**Problem statement:** Repeat the material exactly from its first line to the line that includes "Reviewer note: check that each instance of the dorsal". Skip pictures.

**Data extract:**
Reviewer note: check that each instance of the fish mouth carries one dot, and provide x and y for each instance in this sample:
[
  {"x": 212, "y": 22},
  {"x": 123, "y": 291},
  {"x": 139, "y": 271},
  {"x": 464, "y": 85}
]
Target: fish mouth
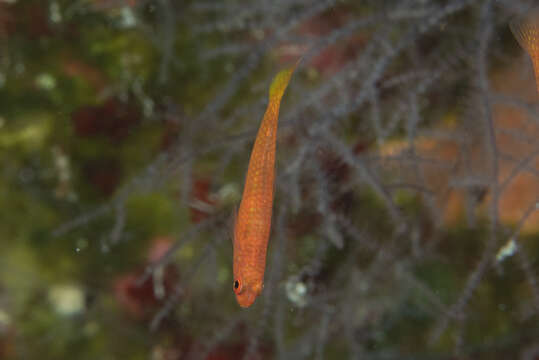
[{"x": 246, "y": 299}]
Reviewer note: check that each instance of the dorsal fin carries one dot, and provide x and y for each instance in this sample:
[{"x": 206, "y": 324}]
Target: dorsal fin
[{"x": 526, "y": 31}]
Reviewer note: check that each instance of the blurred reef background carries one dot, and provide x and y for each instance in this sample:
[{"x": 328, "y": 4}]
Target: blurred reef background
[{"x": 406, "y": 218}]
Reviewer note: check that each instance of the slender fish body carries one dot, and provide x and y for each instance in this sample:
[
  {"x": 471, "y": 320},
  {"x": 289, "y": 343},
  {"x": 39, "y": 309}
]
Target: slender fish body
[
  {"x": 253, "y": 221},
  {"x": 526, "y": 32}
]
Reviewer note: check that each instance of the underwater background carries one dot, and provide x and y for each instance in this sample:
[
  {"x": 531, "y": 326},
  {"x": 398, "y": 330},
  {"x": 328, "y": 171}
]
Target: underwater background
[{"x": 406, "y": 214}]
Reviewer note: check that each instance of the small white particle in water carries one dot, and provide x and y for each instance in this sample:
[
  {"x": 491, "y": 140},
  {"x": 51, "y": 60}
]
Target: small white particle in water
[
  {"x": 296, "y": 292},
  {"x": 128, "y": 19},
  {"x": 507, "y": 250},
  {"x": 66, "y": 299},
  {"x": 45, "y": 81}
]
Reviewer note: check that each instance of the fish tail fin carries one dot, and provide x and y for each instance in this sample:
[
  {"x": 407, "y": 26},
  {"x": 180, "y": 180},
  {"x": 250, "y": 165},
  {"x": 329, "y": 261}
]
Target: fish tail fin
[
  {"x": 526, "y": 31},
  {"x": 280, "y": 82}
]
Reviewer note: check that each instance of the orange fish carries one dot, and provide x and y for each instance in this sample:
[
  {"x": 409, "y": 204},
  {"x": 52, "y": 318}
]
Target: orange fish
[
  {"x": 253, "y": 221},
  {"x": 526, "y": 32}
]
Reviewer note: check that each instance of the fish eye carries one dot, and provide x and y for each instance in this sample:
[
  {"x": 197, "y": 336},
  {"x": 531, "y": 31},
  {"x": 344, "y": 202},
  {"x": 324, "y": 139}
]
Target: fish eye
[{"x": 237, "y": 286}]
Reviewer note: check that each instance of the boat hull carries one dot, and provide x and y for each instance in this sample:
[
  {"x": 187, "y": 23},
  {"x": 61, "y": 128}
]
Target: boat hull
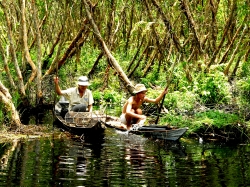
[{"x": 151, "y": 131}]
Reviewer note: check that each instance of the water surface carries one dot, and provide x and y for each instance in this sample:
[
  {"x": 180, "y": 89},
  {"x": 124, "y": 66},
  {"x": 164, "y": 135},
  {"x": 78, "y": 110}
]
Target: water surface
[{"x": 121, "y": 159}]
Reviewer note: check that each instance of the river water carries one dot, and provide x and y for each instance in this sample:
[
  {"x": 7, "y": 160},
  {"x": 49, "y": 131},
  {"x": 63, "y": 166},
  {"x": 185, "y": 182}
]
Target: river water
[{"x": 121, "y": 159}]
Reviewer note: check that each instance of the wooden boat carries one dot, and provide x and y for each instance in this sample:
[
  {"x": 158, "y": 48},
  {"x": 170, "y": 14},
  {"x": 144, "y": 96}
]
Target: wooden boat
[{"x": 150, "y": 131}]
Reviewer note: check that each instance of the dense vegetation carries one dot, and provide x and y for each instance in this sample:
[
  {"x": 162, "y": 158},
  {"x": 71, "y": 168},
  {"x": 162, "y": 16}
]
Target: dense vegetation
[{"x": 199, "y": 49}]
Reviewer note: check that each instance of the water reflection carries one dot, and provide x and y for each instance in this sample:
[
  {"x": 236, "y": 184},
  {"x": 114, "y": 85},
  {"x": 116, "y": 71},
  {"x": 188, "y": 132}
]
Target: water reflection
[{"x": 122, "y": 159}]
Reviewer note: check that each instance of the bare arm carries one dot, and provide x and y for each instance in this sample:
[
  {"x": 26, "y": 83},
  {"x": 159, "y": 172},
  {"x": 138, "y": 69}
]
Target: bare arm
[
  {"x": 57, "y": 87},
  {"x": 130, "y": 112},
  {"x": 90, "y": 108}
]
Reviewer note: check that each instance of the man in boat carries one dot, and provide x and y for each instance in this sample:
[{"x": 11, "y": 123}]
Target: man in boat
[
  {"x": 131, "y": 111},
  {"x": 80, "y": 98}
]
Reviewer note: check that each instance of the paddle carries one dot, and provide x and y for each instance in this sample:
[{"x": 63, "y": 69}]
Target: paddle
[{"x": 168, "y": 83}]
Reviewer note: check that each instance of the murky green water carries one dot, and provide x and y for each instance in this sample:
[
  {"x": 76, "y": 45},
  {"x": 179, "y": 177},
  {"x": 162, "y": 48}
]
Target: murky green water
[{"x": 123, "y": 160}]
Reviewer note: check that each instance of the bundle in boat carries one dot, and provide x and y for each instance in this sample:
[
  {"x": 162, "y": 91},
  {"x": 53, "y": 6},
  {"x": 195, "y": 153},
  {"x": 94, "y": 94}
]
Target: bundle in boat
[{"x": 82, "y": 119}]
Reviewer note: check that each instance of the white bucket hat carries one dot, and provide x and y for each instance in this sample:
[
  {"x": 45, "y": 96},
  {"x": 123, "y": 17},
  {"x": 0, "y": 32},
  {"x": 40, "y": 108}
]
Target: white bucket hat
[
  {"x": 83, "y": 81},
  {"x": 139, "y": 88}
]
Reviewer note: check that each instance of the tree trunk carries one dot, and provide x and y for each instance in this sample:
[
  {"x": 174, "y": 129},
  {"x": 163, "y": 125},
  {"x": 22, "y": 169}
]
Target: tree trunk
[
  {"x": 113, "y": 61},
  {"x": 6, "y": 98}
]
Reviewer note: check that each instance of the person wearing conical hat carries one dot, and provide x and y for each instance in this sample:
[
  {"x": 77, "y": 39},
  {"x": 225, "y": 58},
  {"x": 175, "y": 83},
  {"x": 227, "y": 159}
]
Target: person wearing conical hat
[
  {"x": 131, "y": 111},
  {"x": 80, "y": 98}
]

**Exercise solution:**
Reviewer note: check that each instance of the fish mouth carries one dot, and provide x and y for each instance in this sample:
[
  {"x": 212, "y": 22},
  {"x": 123, "y": 291},
  {"x": 139, "y": 271},
  {"x": 464, "y": 85}
]
Target: fish mouth
[{"x": 246, "y": 299}]
Reviewer note: check that each instance of the dorsal fin carries one dot, and provide x and y for each instance in this sample:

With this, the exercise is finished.